AIM OF THE EXERCISE:
Return every line of the listing below that contains the word "white".

RECORDS TO PROCESS:
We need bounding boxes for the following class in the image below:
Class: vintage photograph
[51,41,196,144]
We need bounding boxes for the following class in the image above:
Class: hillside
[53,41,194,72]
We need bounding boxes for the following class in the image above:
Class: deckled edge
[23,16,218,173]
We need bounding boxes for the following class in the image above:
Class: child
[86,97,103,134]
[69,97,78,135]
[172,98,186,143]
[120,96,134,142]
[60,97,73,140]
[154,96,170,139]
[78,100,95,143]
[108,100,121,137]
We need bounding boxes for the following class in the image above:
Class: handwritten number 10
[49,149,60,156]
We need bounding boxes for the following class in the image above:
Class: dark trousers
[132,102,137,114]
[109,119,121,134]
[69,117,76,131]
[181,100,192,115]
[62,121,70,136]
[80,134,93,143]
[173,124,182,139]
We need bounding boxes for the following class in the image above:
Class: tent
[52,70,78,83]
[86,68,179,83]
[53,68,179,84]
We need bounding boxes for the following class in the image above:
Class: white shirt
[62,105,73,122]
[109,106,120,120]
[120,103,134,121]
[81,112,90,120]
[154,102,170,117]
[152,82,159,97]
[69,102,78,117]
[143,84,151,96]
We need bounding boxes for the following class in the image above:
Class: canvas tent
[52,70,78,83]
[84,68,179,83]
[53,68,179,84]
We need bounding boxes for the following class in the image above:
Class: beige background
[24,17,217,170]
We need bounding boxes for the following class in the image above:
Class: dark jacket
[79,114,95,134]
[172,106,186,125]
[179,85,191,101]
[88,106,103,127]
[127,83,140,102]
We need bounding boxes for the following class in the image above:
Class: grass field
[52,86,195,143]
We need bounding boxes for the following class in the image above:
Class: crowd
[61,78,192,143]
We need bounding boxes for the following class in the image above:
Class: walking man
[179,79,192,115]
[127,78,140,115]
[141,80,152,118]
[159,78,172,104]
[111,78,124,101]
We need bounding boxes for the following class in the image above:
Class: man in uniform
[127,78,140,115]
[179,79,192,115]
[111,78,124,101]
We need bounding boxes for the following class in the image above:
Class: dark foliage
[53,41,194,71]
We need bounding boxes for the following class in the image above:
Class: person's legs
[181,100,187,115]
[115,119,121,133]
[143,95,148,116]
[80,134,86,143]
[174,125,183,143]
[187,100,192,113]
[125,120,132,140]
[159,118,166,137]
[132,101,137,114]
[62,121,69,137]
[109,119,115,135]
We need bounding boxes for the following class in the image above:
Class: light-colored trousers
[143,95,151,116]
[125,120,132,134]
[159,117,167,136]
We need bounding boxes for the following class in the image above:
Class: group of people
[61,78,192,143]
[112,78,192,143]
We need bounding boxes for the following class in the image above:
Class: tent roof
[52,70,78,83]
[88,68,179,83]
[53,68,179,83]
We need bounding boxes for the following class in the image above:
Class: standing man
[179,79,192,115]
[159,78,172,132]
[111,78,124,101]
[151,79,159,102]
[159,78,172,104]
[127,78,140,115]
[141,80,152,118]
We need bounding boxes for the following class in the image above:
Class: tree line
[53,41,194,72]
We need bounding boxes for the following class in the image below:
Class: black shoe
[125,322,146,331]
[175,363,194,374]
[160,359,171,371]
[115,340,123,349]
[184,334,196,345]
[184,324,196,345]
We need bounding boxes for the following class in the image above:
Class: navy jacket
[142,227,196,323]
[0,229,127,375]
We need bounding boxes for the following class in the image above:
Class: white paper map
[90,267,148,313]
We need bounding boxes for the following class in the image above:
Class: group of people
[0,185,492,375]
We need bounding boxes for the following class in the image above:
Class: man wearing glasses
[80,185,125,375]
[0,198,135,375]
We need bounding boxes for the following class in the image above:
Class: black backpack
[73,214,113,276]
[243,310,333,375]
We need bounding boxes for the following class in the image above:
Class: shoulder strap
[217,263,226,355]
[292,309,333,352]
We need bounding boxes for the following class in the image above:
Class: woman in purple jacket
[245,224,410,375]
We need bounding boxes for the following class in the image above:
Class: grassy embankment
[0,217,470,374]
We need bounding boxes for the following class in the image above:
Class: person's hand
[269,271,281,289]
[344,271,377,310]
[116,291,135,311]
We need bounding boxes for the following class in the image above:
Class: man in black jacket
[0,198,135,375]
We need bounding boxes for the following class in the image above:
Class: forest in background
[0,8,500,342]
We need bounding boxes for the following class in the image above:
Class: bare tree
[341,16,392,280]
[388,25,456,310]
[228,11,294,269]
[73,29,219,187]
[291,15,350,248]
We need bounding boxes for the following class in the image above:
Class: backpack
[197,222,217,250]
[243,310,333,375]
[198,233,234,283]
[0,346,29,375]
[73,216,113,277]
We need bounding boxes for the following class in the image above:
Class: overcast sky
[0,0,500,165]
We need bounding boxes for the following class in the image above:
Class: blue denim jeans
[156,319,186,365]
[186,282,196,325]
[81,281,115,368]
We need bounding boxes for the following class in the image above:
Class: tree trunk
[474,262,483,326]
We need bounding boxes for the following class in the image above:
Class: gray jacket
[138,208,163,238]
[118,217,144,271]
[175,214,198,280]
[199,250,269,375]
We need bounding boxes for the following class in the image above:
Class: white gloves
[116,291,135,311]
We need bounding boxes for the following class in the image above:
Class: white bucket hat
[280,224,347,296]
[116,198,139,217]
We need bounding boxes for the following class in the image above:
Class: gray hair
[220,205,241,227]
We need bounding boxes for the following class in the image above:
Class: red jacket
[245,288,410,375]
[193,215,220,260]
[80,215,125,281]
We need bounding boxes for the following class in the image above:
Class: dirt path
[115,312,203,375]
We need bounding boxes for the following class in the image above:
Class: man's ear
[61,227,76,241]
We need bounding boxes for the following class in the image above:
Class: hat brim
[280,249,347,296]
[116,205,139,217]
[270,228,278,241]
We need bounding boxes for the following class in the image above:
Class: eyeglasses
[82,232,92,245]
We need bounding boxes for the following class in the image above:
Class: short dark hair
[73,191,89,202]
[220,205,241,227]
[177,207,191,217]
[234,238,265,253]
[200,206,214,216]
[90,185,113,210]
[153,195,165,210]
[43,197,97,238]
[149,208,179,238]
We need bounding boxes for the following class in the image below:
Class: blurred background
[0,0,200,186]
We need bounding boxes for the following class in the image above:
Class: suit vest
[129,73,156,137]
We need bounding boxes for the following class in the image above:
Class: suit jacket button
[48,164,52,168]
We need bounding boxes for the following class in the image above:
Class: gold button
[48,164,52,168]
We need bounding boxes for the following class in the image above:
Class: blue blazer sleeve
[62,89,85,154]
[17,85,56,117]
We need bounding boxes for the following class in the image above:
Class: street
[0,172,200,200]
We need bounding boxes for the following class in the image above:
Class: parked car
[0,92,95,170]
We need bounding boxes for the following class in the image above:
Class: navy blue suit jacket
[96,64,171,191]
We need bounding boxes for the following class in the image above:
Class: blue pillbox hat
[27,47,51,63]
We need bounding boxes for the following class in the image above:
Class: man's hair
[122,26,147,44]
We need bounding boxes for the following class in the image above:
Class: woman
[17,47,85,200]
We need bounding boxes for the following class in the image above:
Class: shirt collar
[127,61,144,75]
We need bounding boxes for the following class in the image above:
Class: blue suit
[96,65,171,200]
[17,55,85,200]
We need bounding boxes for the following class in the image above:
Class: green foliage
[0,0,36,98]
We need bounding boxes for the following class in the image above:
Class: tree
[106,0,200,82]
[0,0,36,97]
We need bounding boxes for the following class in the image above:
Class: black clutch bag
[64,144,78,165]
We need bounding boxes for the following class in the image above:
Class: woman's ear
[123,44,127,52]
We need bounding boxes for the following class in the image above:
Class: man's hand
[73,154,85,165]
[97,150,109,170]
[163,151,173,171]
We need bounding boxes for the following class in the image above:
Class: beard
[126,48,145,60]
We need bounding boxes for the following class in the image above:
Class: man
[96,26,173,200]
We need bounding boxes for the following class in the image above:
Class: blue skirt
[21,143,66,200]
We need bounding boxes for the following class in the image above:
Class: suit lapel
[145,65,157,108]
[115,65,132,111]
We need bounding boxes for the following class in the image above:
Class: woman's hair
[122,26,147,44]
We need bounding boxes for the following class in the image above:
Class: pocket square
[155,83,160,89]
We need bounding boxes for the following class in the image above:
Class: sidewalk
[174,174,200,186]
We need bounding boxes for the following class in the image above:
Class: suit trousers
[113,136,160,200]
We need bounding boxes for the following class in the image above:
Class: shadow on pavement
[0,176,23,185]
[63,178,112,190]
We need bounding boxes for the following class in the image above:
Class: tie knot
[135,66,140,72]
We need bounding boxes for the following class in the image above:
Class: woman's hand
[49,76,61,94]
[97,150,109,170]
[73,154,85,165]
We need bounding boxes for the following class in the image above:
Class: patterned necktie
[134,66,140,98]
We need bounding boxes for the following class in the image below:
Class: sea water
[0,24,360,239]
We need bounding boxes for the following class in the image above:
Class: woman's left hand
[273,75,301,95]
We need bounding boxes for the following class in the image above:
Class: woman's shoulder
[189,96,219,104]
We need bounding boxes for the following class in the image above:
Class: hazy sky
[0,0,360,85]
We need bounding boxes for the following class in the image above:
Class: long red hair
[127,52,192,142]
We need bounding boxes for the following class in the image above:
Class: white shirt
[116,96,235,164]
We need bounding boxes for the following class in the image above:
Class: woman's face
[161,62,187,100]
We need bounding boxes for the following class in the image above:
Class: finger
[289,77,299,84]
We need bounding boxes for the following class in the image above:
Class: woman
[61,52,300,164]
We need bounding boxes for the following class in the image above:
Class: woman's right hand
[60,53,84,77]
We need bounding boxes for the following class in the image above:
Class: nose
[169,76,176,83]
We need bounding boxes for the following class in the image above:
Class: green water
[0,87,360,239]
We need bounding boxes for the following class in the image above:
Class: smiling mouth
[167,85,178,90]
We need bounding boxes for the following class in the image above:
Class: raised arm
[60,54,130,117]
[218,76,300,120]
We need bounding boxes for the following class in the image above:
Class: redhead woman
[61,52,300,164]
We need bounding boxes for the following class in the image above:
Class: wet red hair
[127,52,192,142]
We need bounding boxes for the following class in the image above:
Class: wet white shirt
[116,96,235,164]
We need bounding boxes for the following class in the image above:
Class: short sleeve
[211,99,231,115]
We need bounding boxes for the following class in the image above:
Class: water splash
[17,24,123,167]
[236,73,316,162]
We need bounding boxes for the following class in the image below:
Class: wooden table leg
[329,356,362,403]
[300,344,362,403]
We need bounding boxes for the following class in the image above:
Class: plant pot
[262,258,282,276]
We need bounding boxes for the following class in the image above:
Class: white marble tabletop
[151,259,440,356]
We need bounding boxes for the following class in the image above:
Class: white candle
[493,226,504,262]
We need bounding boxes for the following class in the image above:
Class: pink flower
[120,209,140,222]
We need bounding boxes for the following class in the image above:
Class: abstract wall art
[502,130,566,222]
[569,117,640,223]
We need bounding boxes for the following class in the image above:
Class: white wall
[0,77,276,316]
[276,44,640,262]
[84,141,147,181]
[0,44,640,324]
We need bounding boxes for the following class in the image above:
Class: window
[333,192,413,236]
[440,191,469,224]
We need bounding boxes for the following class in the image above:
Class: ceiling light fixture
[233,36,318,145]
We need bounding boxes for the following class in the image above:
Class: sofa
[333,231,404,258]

COMPLETED EXERCISE:
Class: white shirt
Class: white paper map
Class: white gloves
Class: white bucket hat
Class: white shirt
Class: wet white shirt
Class: white marble tabletop
Class: white candle
Class: white wall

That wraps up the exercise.